» Your task: Please print each entry below exactly as it stands, but without any pictures.

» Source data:
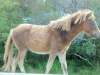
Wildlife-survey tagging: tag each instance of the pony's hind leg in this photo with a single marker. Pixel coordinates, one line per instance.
(62, 58)
(14, 64)
(19, 59)
(51, 59)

» Expected answer:
Wildlife-survey tagging: tag each instance of the pony's hind leg in this photo with a single marker. Pixel coordinates, one line per instance.
(62, 58)
(14, 64)
(19, 59)
(51, 59)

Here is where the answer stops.